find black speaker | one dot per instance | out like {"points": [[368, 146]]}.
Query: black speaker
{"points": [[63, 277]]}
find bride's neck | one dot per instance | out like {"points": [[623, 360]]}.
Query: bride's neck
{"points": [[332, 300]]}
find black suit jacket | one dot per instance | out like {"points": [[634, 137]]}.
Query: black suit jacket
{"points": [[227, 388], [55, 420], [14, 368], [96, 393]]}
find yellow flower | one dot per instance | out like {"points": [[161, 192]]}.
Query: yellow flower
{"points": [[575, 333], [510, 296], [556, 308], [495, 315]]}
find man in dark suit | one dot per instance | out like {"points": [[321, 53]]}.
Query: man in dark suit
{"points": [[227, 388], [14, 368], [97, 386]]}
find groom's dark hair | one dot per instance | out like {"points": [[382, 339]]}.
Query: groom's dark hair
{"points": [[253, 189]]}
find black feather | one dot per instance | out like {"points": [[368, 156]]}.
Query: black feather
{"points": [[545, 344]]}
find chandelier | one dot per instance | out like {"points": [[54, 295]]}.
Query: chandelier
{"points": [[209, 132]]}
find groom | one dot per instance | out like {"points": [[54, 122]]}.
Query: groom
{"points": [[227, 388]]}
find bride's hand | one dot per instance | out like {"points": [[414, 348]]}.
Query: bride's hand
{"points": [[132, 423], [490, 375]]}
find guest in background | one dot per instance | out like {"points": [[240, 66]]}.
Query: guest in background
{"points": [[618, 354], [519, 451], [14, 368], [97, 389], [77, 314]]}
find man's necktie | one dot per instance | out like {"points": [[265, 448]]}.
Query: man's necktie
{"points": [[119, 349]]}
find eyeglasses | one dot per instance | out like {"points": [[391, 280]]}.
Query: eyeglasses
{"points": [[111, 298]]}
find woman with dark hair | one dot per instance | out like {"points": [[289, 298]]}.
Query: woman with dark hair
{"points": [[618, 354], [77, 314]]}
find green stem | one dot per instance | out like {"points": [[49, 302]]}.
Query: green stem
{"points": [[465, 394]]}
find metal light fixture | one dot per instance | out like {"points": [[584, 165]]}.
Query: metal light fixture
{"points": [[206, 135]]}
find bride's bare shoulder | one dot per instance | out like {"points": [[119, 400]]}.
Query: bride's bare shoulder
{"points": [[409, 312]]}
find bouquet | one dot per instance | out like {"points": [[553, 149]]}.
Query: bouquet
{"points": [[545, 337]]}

GIVEN REQUEST ▸
Rewrite every entry from the one containing "find man's necktie" down to the last entry, switching "dot" to "marker" and leaving everything else unchanged.

COMPLETED TASK ▸
find man's necktie | one marker per instance | out like {"points": [[265, 448]]}.
Query: man's necktie
{"points": [[119, 349]]}
find eyeglasses | one marker per instance | out like {"points": [[391, 280]]}.
Query: eyeglasses
{"points": [[111, 298]]}
find woman with dark hair | one marker per instance | out like {"points": [[289, 298]]}.
Query: woman with dark hair
{"points": [[618, 354], [77, 314]]}
find green stem | one marker per instance | out like {"points": [[49, 302]]}.
Query: green stem
{"points": [[465, 394]]}
find metal light fixture | one marker per instance | out like {"points": [[584, 165]]}.
Query: metal light fixture
{"points": [[206, 135]]}
find bride's bare shoulder | one marker per instance | out like {"points": [[119, 400]]}.
Query: bride's bare shoulder
{"points": [[409, 312]]}
find bouquet | one marker per instance | out like {"points": [[553, 149]]}.
Query: bouquet
{"points": [[545, 337]]}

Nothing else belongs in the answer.